**Text excerpt**

··········

Managers and Research Directors have the highest average salaries, while Laboratory Technicians and Sales Representatives have the lowest.

In [None]:
plot_df=data.sort_values(by="Attrition")
fig=px.histogram(plot_df, x='MonthlyIncome', color='Attrition', 
                 opacity=0.8, histnorm='density', barmode='overlay', marginal='box',
                 color_discrete_map={'Yes': '#C02B34','No': '#CDBBA7'})
fig.update_layout(title_text='Distribution of Monthly Income by Attrition Status',
                  xaxis_title='Monthly Income, $', yaxis_title='Density',font_color='#28221D',
                  paper_bgcolor='#F4F2F0', plot_bgcolor='#F4F2F0', legend_traceorder='reversed')
fig.show()

The distribution of monthly income for both current and former employees is positively skewed and lower overall among staff who left. Former employees had a median monthly income more than $2,000 less than current employees.

In [None]:
fig=go.Figure()
colors=['#214D5C','#91ABB4']
for i, j in enumerate(data['Gender'].unique()):
    df_plot=data[data['Gender']==j]
    fig.add_trace(go.Box(x=df_plot['WorkLifeBalance'], y=df_plot['MonthlyIncome'],
                         notched=True, line=dict(color=colors[i]),name=j))
fig.update_layout(title='Distribution of Monthly Income by Work Life Balance',
                  xaxis_title='Work Life Balance', boxmode='group', font_color='#28221D',
                  xaxis = dict(tickmode = 'array', tickvals = [1, 2, 3, 4],
                               ticktext = ['Poor', 'Fair', 'Good', 'Excellent']),
                  paper_bgcolor='#F4F2F0', plot_bgcolor='#F4F2F0')
fig.show()

Women with the lowest-rated work life balance have the highest median salary out of all of the groups at $5,400/month.

In [None]:
plot_df = data.copy()
plot_df['JobLevel'] = pd.Categorical(
    plot_df['JobLevel']).rename_categories( 
    ['Entry level', 'Mid level', 'Senior', 'Lead', 'Executive'])
col=['#73AF8E', '#4F909B', '#707BAD', '#A89DB7','#C99193']
fig = px.scatter(plot_df, x='TotalWorkingYears', y='MonthlyIncome', 
                 color='JobLevel', size='MonthlyIncome',
                 color_discrete_sequence=col, 
                 category_orders={'JobLevel': ['Entry level', 'Mid level', 'Senior', 'Lead', 'Executive']})
fig.update_layout(legend=dict(orientation="h", yanchor="bottom", y=1.02, xanchor="right", x=1),
                  title='Monthly income increases with total number of years worked and job level <br>',
                  xaxis_title='Total Working Years', yaxis=dict(title='Income',tickprefix='$'), 
                  legend_title='', font_color='#28221D',
                  margin=dict(l=40, r=30, b=80, t=120),paper_bgcolor='#F4F2F0', plot_bgcolor='#F4F2F0')

··········

**Written request 1**
Can you rewrite the employee income text starting at "colors=['#214D5C','#91ABB4']" and ending at "groups at $5,400/month.", with "Gender" changed to "Sex"?

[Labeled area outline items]
··········

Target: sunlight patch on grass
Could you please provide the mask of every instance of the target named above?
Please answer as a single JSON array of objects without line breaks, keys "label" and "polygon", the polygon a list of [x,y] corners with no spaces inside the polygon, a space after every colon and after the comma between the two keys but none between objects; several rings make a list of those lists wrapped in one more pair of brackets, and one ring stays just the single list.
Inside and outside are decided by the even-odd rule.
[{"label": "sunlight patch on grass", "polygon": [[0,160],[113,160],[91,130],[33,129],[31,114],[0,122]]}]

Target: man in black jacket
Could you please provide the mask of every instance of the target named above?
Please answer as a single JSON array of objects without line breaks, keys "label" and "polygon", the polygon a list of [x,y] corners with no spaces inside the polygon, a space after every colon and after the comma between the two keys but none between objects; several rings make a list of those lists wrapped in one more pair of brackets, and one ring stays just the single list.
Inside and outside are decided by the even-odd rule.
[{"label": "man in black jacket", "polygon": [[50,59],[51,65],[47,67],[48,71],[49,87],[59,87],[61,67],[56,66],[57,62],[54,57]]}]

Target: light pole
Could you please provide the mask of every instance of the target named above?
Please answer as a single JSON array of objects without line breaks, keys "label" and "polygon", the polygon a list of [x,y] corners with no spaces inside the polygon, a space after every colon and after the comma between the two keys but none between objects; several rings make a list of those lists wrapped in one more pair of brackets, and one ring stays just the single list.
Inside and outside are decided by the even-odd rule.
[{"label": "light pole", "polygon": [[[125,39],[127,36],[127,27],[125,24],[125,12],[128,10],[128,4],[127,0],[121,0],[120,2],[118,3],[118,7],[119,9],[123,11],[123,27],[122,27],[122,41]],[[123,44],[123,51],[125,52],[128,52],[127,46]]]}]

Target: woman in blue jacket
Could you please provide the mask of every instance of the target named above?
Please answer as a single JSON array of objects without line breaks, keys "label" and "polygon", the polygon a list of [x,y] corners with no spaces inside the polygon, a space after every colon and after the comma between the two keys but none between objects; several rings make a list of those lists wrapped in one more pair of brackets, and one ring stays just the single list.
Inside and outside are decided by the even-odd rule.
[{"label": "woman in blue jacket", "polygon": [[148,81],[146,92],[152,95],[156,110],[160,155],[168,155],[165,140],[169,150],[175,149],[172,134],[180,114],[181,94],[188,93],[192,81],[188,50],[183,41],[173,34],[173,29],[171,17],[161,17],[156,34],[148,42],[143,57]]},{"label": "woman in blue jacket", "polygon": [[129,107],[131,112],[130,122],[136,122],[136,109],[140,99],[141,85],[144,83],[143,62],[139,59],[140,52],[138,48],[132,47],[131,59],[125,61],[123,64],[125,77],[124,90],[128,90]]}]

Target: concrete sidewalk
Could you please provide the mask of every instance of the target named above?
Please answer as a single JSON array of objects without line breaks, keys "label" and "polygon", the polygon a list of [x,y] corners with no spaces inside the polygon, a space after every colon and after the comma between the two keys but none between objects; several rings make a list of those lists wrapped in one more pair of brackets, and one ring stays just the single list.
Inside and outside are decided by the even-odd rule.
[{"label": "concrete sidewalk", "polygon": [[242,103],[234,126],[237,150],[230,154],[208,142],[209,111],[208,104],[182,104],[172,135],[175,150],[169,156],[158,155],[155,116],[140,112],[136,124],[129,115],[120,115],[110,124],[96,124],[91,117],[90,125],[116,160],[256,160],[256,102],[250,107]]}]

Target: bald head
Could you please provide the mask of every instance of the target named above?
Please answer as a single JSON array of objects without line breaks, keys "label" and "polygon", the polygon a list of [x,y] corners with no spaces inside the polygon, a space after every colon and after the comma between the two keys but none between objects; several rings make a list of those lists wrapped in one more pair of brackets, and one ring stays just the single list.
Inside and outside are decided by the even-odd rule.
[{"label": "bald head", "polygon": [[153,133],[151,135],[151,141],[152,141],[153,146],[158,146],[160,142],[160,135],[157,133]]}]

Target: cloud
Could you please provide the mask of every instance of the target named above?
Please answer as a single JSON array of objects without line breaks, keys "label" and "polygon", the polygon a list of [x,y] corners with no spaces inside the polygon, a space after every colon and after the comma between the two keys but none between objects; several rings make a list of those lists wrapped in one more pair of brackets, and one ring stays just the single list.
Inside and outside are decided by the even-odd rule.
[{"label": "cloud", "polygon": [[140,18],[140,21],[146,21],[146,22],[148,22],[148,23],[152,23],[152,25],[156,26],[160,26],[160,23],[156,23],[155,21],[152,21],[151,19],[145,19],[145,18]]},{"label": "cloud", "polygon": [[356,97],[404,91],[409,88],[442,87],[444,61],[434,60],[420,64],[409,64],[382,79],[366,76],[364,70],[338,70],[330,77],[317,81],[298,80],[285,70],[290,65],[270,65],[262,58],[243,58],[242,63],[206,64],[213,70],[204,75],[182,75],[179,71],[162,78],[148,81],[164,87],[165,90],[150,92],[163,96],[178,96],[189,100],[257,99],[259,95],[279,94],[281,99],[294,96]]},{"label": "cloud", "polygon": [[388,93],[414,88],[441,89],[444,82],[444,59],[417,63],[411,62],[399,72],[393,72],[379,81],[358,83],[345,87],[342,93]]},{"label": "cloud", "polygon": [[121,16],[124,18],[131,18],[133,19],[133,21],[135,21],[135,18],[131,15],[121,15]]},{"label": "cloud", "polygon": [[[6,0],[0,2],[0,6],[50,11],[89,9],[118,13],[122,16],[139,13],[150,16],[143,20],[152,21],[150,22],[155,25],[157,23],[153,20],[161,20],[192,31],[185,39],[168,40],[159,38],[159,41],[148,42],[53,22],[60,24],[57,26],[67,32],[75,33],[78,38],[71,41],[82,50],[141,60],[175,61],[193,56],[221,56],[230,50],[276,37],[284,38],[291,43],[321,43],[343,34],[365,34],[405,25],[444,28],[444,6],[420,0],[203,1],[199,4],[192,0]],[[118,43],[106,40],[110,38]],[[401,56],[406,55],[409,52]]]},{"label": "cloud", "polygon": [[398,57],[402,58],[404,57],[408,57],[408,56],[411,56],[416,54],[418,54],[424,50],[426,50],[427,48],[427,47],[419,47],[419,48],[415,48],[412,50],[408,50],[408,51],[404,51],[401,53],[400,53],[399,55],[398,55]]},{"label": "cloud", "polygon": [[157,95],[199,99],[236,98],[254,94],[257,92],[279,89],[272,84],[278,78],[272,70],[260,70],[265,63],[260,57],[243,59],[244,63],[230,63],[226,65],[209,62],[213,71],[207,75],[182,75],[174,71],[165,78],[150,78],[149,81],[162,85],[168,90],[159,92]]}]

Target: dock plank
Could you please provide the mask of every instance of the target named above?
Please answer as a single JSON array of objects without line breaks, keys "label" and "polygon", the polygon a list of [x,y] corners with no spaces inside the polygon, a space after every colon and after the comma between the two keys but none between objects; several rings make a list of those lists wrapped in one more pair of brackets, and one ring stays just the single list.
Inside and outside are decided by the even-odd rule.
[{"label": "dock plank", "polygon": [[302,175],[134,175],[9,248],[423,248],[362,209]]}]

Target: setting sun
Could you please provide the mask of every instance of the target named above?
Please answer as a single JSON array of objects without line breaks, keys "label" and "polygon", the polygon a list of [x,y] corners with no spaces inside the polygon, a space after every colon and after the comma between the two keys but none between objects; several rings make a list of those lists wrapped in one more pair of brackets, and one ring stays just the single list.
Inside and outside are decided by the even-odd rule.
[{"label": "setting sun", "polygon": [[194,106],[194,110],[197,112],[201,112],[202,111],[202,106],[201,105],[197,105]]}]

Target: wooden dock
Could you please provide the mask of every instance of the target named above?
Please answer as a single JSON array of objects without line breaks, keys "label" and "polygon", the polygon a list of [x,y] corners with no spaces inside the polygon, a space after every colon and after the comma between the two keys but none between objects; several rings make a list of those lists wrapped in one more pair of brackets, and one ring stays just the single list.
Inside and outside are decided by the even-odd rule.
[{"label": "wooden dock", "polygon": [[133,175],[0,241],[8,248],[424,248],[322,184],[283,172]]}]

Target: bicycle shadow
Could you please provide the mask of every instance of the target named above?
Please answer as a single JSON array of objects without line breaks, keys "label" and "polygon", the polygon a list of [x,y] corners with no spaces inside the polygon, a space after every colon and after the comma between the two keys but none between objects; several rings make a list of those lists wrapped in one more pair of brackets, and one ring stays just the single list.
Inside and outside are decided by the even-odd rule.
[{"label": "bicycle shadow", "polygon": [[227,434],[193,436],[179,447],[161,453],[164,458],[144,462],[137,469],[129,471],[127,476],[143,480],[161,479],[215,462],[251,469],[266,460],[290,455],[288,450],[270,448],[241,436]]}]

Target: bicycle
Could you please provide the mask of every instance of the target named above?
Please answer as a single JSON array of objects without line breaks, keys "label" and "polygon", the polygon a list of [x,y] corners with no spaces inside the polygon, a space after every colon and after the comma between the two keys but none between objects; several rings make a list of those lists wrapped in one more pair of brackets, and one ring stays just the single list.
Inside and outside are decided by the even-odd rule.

··········

**Written request 2**
Which lines of the entries contain the string "bicycle"? Copy each of them.

**Task response 1**
colors=['#214D5C','#91ABB4']
for i, j in enumerate(data['Sex'].unique()):
    df_plot=data[data['Sex']==j]
    fig.add_trace(go.Box(x=df_plot['WorkLifeBalance'], y=df_plot['MonthlyIncome'],
                         notched=True, line=dict(color=colors[i]),name=j))
fig.update_layout(title='Distribution of Monthly Income by Work Life Balance',
                  xaxis_title='Work Life Balance', boxmode='group', font_color='#28221D',
                  xaxis = dict(tickmode = 'array', tickvals = [1, 2, 3, 4],
                               ticktext = ['Poor', 'Fair', 'Good', 'Excellent']),
                  paper_bgcolor='#F4F2F0', plot_bgcolor='#F4F2F0')
fig.show()

Women with the lowest-rated work life balance have the highest median salary out of all of the groups at $5,400/month.

**Task response 2**
Target: bicycle shadow
[{"label": "bicycle shadow", "polygon": [[227,434],[193,436],[179,447],[161,453],[164,458],[144,462],[137,469],[129,471],[127,476],[143,480],[161,479],[215,462],[251,469],[266,460],[290,455],[288,450],[270,448],[241,436]]}]
Target: bicycle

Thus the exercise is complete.